#### WHAT YOU SHOULD DO
Convert every line of the records into a JSON list of strings, with one string per line and no blank lines. Leave the pictures out of the list.
[START]
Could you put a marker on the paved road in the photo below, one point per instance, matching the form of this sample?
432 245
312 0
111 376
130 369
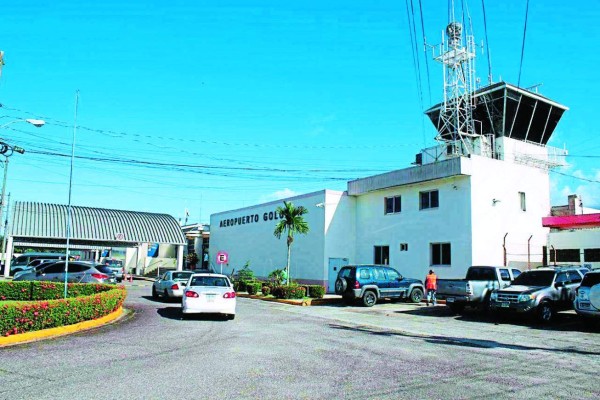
[END]
#### RESULT OF THIS TASK
[
  "Could you put a marker on the paved road in the photo below, one point per instance, matching the form of this sample?",
  "432 245",
  "312 0",
  "111 376",
  "130 369"
]